§ **Source passage**:
□ □ □ □ □
New brain implant may help treat Parkinson's disease

Deep brain stimulation has been used to treat Parkinson's disease symptoms for 25 years, but limitations have led researchers to look for ways to improve the technique. This study describes the first fully implanted DBS system that uses feedback from the brain itself to fine-tune its signaling. The study was supported by the National Institutes of Health's Brain Research through Advancing Innovative Technologies (BRAIN) Initiative and the National Institute of Neurological Disorders and Stroke (NINDS).

"The novel approach taken in this small-scale feasibility study may be an important first step in developing a more refined or personalized way for doctors to reduce the problems patients with Parkinson's disease face every day," said Nick B. Langhals, Ph.D., program director at NINDS and team lead for the BRAIN Initiative.

Deep brain stimulation is a method of managing Parkinson's disease symptoms by surgically implanting an electrode, a thin wire, into the brain. Traditional deep brain stimulation delivers constant stimulation to a part of the brain called the basal ganglia to help treat the symptoms of Parkinson's. However, this approach can lead to unwanted side effects, requiring reprogramming by a trained clinician. The new method described in this study is adaptive, so that the stimulation delivered is responsive in real time to signals received from the patient's brain.

"This is the first time a fully implanted device has been used for closed-loop, adaptive deep brain stimulation in human Parkinson's disease patients," said Philip Starr, M.D., Ph.D., professor of neurological surgery, University of California, San Francisco, and senior author of the study, which was published in the Journal of Neural Engineering.

In a short-term feasibility trial, two patients with Parkinson's received a fully implanted, adaptive deep brain stimulation device. The device differs from traditional ones in that it can both monitor and modulate brain activity. In this work, sensing was done from an electrode implanted over the primary motor cortex, a part of the brain critical for normal movement. Signals from this electrode are then fed into a computer program embedded in the device, which determines whether to stimulate the brain. For this study the researchers taught the program to recognize a pattern of brain activity associated with dyskinesia, or uncontrolled movements that are a side effect of deep brain stimulation in Parkinson's disease, as a guide to tailor stimulation. Stimulation was reduced when it identified dyskinesia-related brain activity and increased when brain sensing indicated no dyskinesia to minimize deep brain stimulation-related side effects.
□ □ □ □ □
§ **Record excerpts**:
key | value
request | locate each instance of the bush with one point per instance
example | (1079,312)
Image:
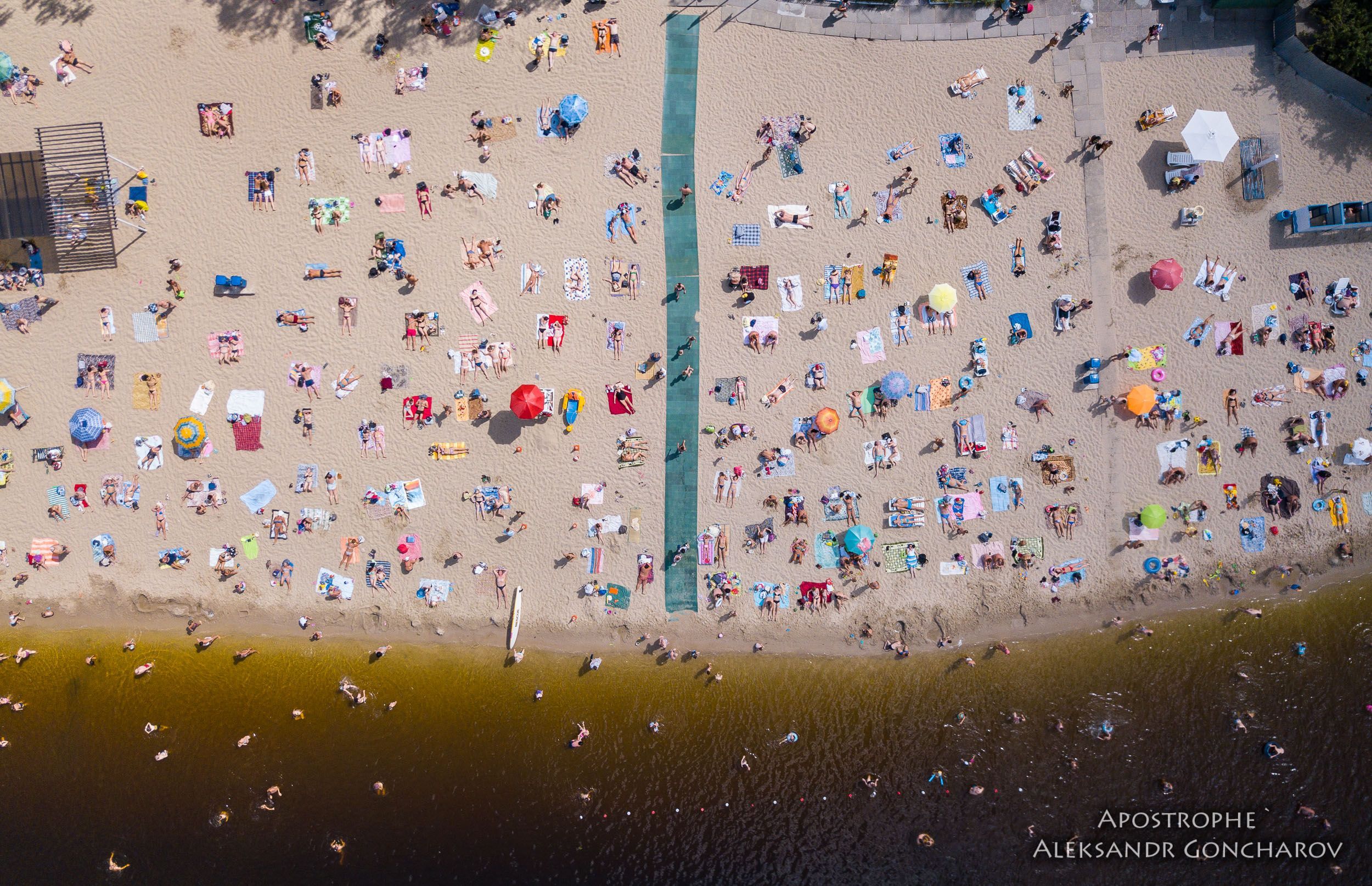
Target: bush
(1345,37)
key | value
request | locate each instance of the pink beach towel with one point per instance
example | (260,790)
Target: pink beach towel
(482,296)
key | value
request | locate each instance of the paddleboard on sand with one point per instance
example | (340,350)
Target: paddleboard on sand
(515,608)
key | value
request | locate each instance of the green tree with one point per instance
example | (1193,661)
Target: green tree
(1345,36)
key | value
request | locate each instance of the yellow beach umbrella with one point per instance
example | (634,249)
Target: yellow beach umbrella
(943,298)
(1140,400)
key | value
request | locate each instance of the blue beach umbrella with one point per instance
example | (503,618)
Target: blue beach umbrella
(895,384)
(572,110)
(86,425)
(859,540)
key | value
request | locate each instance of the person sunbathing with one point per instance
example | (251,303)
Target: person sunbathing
(783,217)
(629,172)
(291,318)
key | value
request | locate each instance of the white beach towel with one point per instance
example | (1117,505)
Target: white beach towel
(246,402)
(1172,455)
(791,210)
(797,294)
(201,402)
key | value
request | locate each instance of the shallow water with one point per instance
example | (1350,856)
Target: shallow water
(482,788)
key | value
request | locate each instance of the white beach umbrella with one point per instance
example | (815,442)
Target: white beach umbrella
(1209,136)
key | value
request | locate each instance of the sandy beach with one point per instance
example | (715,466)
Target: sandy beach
(863,98)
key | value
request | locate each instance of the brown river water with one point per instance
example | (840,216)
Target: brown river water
(482,788)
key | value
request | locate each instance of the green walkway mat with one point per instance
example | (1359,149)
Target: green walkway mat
(679,236)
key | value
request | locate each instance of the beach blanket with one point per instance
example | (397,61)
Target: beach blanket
(762,326)
(870,346)
(788,157)
(1222,332)
(953,158)
(201,402)
(1146,358)
(896,213)
(792,293)
(1172,455)
(981,552)
(577,263)
(1253,534)
(246,402)
(826,551)
(530,271)
(747,235)
(327,581)
(615,225)
(1021,119)
(791,209)
(475,295)
(378,565)
(146,327)
(986,280)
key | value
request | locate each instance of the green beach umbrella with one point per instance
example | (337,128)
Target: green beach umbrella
(1153,516)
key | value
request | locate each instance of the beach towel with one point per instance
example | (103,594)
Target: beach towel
(1222,332)
(870,346)
(474,295)
(615,225)
(58,496)
(826,551)
(792,293)
(1220,271)
(530,271)
(1000,493)
(142,446)
(762,326)
(953,158)
(934,320)
(986,280)
(981,552)
(843,199)
(146,327)
(1148,358)
(1253,534)
(328,581)
(747,235)
(791,209)
(896,213)
(1266,316)
(1021,119)
(577,263)
(1172,455)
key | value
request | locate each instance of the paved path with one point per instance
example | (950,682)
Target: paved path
(682,323)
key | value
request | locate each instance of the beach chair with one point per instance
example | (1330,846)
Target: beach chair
(1151,119)
(968,83)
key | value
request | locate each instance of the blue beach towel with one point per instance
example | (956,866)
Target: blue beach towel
(954,160)
(258,497)
(826,554)
(747,235)
(999,493)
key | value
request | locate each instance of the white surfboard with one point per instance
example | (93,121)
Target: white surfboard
(515,612)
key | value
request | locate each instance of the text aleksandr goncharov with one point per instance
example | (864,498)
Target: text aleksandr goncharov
(1204,848)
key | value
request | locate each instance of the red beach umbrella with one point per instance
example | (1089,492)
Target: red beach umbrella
(527,402)
(1167,274)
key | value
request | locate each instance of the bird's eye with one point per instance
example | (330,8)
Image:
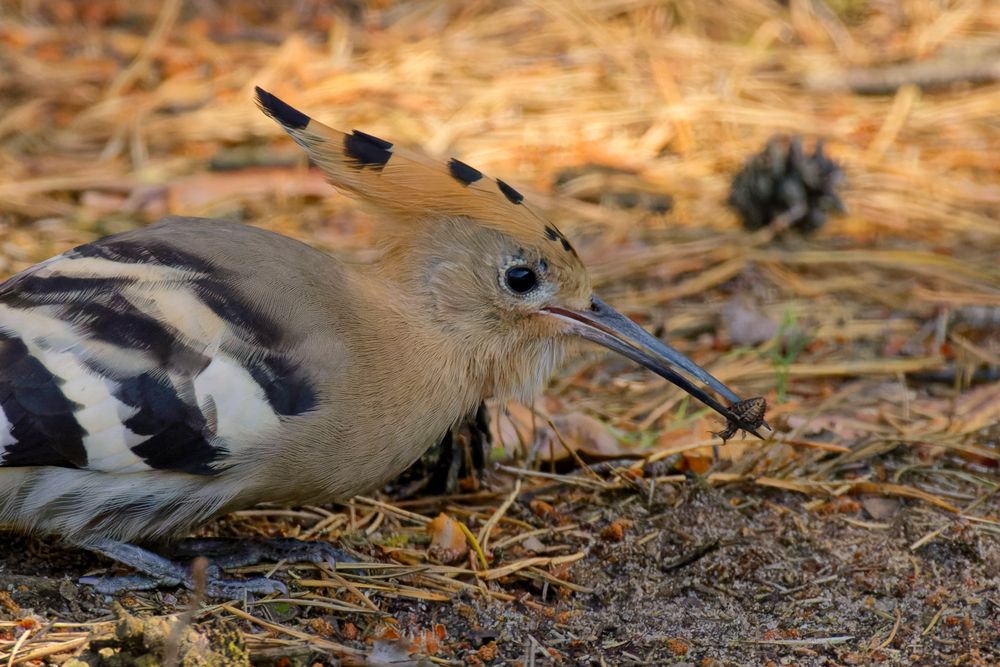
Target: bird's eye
(521,279)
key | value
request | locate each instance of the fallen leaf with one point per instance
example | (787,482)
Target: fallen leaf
(448,542)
□ □ □ □ □
§ **Parts of the exercise**:
1. In the article on the Parkinson's brain implant, why does the adaptive device lower stimulation when it detects dyskinesia-related brain activity? Answer in one to three sentences.
2. Write the next part of the article on the Parkinson's brain implant, picking up right after its final sentence.

§ **Exercise responses**:
1. Dyskinesia, or uncontrolled movement, is a side effect of deep brain stimulation in Parkinson's disease. The device reduces stimulation when it recognizes the brain pattern linked to dyskinesia and increases it when no dyskinesia is sensed, which minimizes those stimulation-related side effects.

2.
Results of initial, short-term studies aimed at demonstrating feasibility and effectiveness of using adaptive deep brain stimulation to overcome the impediment to movement of Parkinson's suggested that this adaptive approach was equally effective at controlling symptoms as traditional deep brain stimulation. Doctors saw and patients noticed no differences in the improvement in movement under adaptive stimulation versus constant, open loop stimulation set manually by the researchers. Because adaptive deep brain stimulation did not continuously stimulate the brain, the system saved about 40 percent of the device's battery energy used during traditional stimulation. The short time periods over which movement was assessed did not permit comparison of the two deep brain stimulation paradigms relative to incidence of dyskinesia, but it is hoped that the variable stimulation will also translate into a reduction in adverse effects when tested over longer time periods.

"Other adaptive deep brain stimulation designs record brain activity from an area adjacent to where the stimulation occurs, in the basal ganglia, which is susceptible to interference from stimulation current" said Dr. Starr. "Instead, our device receives feedback from the motor cortex, far from the stimulation source, providing a more reliable signal."

Many patients with Parkinson's disease who would benefit from deep brain stimulation are difficult to treat because too much stimulation can cause dyskinesia. Thus, finding the correct level of stimulation is like trying to hit a constantly moving target. An adaptive system like the one being tested here could offer an effective alternative and may also limit adverse effects of traditional deep brain stimulation, but considerable testing remains to be done.

"Here we have demonstrated the feasibility of adaptive deep brain stimulation," said Dr. Starr. "We are now planning larger, longer-term trials to determine how effective this system is in managing the symptoms of patients with Parkinson's disease."